> Request: Copy the records from the line containing "Please locate any man in black" through the line containing "[192,55,235,172]", requests included, and add 49 to every bounding box coordinate in the answers. Leave the pictures out.

==== The input

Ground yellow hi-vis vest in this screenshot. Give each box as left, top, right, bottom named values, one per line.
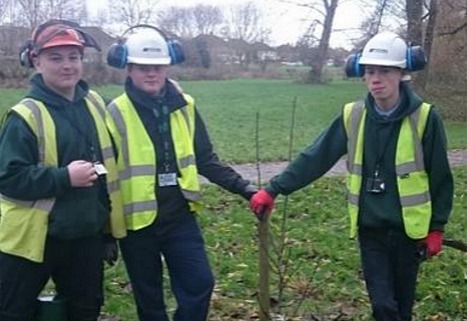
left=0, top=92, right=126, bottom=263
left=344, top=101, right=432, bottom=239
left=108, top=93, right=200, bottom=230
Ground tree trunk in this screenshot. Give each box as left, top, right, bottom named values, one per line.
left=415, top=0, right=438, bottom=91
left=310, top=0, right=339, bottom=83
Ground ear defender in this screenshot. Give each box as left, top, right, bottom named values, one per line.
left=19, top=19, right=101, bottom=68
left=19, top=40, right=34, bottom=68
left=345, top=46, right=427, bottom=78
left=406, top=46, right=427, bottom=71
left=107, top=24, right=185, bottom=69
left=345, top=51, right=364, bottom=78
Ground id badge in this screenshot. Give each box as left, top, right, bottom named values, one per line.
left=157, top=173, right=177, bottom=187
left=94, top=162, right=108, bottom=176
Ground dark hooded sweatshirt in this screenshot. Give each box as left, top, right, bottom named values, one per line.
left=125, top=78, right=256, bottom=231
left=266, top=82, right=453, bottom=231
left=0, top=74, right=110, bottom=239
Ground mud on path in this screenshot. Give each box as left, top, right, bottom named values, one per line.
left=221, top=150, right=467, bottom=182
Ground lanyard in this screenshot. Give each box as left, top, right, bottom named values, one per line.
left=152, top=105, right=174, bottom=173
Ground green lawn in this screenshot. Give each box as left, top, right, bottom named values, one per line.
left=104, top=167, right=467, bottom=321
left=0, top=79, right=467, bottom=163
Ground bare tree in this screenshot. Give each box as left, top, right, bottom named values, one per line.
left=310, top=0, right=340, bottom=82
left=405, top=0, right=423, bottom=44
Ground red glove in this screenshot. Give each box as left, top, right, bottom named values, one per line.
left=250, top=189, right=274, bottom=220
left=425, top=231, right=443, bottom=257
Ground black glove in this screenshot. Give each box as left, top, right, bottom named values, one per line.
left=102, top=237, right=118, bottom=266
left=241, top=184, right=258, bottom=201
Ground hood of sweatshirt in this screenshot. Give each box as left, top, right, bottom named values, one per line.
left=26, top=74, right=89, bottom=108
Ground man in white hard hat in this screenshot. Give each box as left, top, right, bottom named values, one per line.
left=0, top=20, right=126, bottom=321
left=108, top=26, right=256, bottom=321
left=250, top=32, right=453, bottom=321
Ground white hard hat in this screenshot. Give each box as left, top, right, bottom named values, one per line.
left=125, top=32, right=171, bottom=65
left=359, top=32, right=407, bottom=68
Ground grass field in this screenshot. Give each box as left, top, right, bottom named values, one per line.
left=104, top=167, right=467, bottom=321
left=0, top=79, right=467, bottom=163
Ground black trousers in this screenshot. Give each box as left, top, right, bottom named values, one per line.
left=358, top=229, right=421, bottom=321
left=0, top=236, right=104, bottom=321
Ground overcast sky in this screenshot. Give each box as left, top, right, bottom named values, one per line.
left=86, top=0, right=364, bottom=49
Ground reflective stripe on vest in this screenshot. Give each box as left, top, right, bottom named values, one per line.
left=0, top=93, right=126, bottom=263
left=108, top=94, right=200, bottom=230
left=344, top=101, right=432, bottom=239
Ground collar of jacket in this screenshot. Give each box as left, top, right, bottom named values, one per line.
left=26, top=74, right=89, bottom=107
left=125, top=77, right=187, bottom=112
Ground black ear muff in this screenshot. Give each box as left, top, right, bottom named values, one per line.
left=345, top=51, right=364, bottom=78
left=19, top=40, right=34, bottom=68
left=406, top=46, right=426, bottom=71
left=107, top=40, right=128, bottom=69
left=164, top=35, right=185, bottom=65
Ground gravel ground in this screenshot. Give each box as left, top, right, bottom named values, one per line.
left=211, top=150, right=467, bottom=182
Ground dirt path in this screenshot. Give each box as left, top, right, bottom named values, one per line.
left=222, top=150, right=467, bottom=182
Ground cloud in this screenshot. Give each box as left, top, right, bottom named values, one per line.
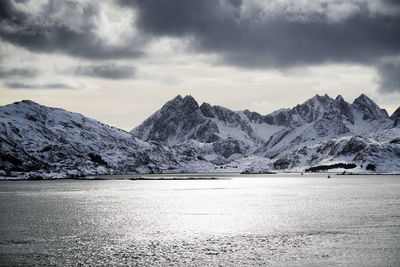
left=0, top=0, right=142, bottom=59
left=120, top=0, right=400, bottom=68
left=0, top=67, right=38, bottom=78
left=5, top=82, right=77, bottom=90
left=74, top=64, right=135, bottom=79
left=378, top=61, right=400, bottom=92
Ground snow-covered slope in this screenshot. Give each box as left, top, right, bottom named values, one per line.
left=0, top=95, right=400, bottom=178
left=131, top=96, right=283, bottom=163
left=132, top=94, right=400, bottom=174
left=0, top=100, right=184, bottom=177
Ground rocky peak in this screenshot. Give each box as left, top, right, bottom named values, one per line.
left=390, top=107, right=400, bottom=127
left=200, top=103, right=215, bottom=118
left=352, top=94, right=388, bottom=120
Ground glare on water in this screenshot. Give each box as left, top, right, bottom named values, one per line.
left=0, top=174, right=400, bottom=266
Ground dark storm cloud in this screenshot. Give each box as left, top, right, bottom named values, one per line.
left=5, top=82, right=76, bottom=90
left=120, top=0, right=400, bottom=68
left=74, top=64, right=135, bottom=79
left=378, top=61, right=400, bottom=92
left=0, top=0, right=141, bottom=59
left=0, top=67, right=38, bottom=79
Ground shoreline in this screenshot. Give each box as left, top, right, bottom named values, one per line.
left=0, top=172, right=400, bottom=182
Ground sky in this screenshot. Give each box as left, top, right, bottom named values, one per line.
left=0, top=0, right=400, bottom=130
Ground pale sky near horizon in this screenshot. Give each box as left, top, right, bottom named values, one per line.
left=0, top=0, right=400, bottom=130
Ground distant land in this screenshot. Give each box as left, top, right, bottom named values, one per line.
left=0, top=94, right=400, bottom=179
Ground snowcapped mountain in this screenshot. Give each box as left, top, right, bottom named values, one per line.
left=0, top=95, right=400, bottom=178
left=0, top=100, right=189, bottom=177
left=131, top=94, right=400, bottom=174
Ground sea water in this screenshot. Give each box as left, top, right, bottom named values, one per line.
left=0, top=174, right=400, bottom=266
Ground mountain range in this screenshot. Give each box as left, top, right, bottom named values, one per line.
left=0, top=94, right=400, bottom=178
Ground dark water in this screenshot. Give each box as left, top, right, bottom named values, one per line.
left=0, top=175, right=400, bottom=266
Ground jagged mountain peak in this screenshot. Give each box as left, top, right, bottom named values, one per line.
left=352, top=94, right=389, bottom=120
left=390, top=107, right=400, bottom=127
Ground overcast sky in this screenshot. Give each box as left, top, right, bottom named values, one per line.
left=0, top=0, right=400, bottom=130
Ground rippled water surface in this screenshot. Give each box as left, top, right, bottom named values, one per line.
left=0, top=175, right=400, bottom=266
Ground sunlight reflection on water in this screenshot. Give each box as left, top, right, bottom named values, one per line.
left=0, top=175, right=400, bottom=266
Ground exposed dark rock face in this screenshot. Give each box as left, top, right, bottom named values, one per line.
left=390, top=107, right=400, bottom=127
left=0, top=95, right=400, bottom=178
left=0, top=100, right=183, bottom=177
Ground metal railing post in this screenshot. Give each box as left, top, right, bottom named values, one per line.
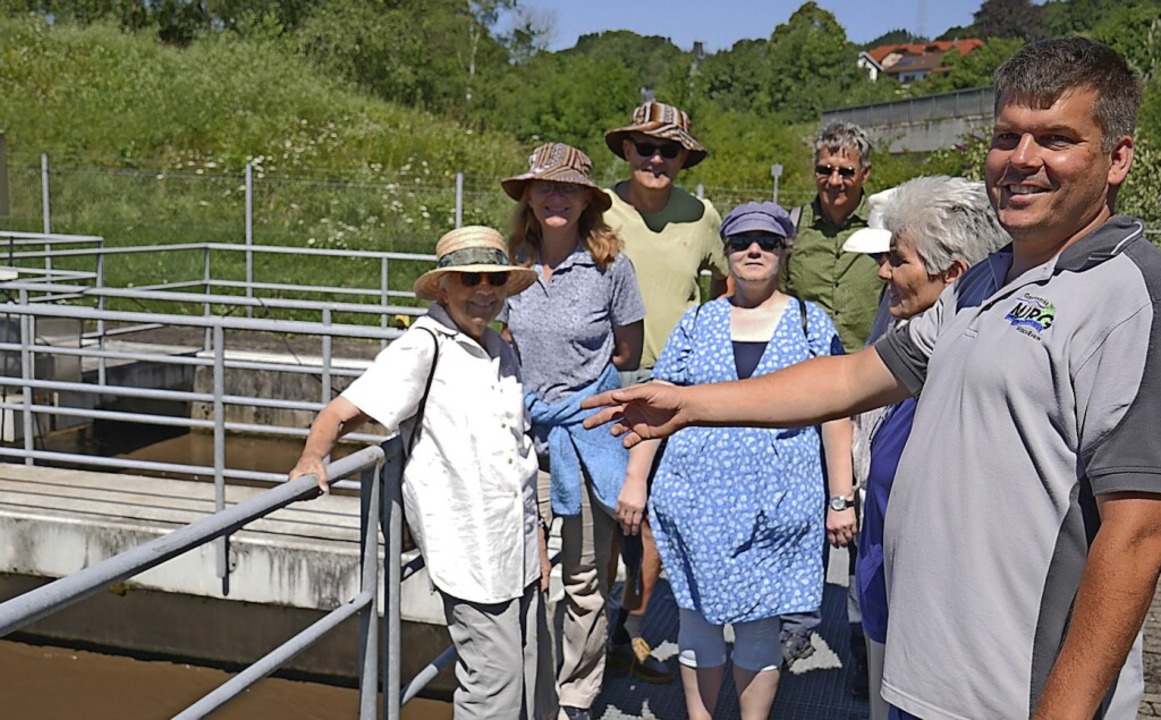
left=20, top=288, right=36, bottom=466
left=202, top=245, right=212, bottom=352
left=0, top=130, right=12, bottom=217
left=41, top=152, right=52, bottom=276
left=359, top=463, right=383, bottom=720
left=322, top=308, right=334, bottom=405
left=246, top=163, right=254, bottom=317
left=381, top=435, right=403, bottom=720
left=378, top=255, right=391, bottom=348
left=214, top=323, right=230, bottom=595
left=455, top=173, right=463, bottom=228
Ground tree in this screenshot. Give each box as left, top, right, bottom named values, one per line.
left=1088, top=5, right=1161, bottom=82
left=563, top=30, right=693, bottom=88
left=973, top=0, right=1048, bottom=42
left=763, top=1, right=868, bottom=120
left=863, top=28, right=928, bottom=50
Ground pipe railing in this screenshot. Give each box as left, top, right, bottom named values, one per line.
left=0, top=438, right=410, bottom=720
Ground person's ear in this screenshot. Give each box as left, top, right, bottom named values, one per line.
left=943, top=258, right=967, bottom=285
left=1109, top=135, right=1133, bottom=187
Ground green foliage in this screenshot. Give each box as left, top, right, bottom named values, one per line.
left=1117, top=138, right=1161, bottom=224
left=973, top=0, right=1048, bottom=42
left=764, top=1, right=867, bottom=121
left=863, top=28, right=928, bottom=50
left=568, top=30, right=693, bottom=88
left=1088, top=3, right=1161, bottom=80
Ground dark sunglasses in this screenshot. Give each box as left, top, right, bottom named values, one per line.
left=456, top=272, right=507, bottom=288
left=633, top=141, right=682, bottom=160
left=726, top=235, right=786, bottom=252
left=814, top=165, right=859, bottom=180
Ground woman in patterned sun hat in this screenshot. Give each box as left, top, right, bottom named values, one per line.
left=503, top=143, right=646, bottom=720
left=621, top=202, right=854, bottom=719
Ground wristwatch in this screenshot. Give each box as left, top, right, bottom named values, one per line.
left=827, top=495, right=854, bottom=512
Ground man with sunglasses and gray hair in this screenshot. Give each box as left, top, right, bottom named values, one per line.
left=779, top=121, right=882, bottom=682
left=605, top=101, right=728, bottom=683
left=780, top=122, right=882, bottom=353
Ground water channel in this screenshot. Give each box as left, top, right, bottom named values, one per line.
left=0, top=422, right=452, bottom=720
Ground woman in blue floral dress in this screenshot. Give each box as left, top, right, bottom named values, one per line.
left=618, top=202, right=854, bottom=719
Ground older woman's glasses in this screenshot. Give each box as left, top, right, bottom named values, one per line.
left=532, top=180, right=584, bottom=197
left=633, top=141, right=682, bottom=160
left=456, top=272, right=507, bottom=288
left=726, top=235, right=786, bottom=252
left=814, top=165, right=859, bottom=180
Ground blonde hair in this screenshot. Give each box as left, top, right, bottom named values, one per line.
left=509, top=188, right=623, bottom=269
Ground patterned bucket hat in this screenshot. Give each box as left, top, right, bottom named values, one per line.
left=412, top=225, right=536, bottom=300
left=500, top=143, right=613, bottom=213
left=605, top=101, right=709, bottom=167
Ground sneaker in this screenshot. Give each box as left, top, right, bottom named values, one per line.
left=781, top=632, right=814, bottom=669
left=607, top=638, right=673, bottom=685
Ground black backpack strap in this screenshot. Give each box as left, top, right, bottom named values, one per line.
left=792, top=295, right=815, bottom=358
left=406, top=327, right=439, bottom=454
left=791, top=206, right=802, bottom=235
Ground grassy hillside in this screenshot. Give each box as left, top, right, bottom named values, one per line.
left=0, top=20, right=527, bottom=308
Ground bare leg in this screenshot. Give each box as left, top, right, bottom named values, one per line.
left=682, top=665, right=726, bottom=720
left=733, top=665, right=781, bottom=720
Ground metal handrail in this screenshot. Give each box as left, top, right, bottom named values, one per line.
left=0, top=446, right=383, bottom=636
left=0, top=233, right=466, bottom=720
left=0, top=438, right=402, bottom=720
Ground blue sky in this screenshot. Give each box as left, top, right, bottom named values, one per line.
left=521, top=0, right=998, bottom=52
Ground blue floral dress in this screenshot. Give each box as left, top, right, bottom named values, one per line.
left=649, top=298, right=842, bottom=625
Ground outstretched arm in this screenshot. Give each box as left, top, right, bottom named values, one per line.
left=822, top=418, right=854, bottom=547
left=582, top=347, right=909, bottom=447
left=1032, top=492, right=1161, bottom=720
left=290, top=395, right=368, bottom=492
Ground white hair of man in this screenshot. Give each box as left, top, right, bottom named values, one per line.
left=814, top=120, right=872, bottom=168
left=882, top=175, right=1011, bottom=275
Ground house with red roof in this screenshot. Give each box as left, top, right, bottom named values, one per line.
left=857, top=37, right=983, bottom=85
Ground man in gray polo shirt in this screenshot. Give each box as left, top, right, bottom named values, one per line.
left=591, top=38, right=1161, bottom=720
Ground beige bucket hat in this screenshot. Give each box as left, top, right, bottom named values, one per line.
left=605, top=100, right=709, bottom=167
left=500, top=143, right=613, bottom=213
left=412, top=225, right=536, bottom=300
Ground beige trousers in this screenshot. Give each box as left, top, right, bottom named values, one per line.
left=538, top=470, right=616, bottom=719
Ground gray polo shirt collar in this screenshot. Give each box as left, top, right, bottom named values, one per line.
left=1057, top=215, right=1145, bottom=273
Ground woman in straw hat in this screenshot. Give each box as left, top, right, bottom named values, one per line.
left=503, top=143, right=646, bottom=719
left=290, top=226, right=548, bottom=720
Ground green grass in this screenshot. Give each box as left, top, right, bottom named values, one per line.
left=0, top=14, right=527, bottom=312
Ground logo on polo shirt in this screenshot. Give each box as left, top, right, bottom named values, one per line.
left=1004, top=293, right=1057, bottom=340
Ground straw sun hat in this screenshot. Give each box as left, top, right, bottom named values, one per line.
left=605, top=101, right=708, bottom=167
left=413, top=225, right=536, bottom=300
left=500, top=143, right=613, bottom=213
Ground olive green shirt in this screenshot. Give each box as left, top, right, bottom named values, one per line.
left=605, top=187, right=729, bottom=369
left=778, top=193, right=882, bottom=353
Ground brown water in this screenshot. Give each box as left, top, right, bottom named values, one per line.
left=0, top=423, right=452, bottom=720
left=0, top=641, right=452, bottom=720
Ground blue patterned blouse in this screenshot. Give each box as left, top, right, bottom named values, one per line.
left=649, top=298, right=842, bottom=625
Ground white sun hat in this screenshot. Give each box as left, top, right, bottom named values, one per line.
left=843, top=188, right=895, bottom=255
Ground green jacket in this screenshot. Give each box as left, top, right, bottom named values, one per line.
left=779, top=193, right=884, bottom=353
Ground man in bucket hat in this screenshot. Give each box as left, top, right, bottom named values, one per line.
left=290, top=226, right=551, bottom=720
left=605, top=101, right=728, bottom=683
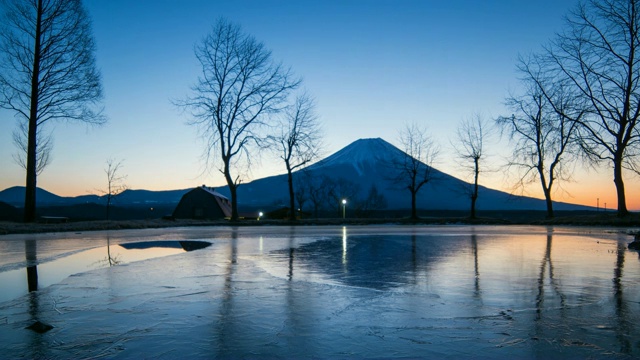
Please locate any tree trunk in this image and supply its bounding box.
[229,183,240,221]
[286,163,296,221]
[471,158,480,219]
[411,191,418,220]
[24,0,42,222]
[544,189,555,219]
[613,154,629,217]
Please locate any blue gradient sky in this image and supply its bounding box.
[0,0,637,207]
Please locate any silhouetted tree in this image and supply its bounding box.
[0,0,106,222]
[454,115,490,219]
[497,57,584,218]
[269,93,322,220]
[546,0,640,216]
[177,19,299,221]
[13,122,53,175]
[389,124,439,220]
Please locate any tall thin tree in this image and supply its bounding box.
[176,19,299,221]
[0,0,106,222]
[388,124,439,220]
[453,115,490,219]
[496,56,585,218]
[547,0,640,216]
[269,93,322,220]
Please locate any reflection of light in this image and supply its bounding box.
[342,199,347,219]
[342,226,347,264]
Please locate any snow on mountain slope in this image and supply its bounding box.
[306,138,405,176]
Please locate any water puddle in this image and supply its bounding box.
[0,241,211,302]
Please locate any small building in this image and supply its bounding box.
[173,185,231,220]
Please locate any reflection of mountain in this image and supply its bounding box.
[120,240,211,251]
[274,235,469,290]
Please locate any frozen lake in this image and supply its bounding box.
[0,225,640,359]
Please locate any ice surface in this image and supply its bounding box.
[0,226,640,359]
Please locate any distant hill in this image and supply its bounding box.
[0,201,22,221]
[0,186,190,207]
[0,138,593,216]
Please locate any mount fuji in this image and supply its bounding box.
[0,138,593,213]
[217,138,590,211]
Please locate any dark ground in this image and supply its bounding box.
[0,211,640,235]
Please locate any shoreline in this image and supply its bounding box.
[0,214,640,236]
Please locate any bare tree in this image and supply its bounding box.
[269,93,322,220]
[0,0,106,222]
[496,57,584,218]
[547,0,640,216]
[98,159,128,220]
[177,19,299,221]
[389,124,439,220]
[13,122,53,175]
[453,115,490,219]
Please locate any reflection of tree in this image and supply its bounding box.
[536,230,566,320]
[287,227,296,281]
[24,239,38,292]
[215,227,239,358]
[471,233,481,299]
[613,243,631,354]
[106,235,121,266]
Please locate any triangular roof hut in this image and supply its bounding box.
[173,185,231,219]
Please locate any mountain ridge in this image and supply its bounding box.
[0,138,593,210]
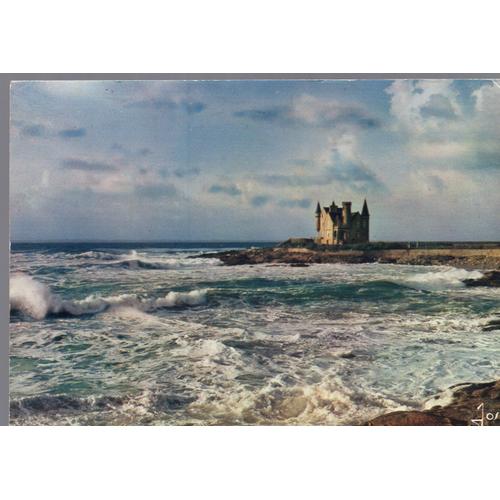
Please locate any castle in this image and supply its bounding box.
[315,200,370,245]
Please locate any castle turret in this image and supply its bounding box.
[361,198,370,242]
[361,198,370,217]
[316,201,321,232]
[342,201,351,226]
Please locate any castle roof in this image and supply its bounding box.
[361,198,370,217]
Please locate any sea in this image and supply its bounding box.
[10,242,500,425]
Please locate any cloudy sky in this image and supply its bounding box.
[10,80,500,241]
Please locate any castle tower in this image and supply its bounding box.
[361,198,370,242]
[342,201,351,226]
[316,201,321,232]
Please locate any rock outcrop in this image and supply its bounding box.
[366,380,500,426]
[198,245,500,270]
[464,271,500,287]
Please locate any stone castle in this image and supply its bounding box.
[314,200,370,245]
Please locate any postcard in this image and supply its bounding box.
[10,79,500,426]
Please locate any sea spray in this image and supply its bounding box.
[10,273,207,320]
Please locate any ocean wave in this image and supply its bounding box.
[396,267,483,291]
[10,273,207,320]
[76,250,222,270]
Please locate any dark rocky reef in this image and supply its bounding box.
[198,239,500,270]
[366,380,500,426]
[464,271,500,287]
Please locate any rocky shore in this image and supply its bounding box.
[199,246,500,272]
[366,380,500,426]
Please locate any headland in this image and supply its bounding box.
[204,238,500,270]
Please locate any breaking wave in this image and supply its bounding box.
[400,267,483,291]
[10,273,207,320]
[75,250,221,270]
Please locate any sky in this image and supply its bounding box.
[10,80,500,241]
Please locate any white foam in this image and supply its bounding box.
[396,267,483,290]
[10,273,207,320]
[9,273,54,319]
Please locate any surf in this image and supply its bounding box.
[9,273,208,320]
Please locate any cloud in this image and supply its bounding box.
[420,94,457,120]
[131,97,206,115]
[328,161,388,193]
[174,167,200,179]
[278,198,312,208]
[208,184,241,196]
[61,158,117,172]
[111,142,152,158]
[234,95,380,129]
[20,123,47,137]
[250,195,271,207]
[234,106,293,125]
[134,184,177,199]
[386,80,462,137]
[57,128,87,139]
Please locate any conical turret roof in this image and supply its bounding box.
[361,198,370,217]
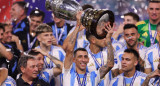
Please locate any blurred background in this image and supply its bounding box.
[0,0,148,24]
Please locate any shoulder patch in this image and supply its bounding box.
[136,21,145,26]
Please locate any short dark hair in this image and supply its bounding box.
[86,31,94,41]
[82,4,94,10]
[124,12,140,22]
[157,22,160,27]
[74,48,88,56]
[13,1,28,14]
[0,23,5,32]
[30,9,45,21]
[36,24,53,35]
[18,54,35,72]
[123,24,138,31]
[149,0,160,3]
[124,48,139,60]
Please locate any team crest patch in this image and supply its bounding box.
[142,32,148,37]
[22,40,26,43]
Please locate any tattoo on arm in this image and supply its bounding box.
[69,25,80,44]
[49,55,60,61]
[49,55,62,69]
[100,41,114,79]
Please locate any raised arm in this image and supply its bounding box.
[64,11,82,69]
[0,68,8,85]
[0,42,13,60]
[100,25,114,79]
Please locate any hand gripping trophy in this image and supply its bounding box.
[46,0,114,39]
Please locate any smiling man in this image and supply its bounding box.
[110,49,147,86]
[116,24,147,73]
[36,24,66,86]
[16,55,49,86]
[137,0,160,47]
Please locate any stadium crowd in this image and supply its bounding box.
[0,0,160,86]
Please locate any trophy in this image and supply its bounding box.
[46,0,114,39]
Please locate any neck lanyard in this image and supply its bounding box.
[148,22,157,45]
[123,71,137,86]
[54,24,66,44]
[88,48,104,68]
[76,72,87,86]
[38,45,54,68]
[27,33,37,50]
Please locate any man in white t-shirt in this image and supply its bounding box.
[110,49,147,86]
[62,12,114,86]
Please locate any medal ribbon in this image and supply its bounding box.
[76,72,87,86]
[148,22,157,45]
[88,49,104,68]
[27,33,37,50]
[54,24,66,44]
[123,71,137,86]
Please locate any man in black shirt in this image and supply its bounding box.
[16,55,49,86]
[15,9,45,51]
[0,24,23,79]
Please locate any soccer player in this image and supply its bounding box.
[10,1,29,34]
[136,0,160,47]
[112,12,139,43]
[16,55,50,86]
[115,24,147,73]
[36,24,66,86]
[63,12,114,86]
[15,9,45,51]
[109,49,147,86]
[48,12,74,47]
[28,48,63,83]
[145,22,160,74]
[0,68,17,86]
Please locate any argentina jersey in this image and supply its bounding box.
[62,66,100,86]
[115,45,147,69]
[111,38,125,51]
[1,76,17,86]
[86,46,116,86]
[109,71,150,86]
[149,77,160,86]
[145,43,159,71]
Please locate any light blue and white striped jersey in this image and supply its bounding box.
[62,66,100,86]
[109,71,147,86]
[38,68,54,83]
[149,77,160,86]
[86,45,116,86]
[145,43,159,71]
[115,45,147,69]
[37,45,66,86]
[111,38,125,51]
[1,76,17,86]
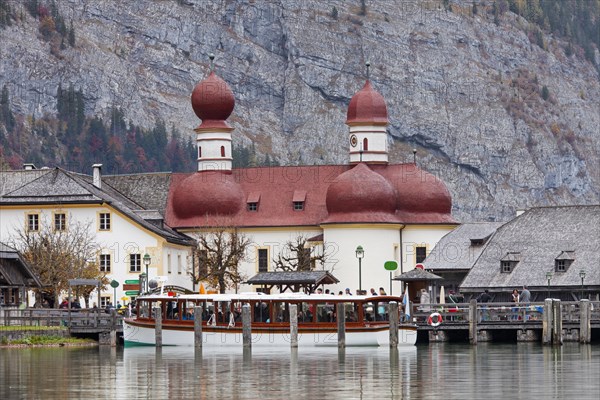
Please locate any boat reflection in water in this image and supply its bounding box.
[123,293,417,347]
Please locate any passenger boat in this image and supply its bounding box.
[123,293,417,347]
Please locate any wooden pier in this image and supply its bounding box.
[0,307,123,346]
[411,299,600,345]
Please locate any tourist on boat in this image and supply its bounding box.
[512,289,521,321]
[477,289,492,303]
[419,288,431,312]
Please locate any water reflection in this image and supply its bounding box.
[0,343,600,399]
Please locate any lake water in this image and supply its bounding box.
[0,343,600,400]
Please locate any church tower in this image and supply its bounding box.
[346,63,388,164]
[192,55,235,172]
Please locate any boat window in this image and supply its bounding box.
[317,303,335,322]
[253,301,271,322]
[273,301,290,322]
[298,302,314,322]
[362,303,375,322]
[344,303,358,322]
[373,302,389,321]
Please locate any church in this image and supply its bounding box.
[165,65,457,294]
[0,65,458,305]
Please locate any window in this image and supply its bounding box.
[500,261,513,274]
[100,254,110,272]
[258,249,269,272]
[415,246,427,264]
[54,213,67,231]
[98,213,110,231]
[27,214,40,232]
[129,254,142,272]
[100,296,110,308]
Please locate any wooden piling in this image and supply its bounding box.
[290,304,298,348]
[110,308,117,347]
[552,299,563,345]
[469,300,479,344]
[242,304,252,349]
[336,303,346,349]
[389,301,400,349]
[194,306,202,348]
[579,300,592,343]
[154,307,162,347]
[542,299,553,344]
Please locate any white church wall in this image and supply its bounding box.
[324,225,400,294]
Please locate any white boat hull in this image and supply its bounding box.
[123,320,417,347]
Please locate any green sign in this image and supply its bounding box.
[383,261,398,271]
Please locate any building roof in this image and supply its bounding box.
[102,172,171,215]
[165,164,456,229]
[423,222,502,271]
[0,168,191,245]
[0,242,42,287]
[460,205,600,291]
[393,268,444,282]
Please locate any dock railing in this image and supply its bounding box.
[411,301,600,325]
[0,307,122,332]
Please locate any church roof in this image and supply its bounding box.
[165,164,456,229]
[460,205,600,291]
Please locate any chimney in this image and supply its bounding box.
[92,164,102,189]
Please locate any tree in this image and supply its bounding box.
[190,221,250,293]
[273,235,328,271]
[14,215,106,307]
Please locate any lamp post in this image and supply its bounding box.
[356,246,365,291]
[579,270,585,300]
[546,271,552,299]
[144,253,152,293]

========

> Output:
Please locate any man in black shirt in this image and supply its bounding box.
[65,104,98,135]
[64,58,94,100]
[49,73,72,128]
Please locate any soccer player in this image and supply its bounding box.
[59,50,78,83]
[185,49,209,96]
[161,61,188,92]
[65,104,99,135]
[164,73,196,122]
[85,73,115,135]
[112,61,163,135]
[64,58,94,100]
[158,98,196,135]
[97,61,123,96]
[77,97,112,132]
[194,71,209,123]
[49,117,66,135]
Please locate any argentina jersey in this image and supply its bounding box.
[111,115,149,135]
[164,94,196,118]
[160,87,174,100]
[50,125,66,135]
[135,95,165,135]
[158,120,199,135]
[198,126,209,135]
[194,92,208,120]
Please locate any light blue and white striped jersey in this image and supply its bounding box.
[111,115,149,135]
[158,120,196,135]
[87,117,103,132]
[198,126,209,135]
[135,94,165,135]
[194,92,208,120]
[164,94,196,118]
[86,94,115,135]
[160,87,174,100]
[50,125,66,135]
Please locate any boat reflection in water in this image and supply its bounding box.
[172,342,466,396]
Please locate any passenger boat in this image and supply its bounding box.
[172,342,466,396]
Please locate any wooden pier in this image and supply its bounding box.
[49,356,172,395]
[460,348,649,394]
Please locate any tourist on boat in this image and supply its bounding box.
[561,338,570,370]
[526,338,541,352]
[468,337,480,361]
Please locate any water reflection in this image and supply its bounding box.
[49,392,649,448]
Please locate any lake water in this image and supply its bounding box.
[49,392,649,449]
Please locate any church tower in this image and supply its bounding box.
[395,112,437,213]
[241,104,284,221]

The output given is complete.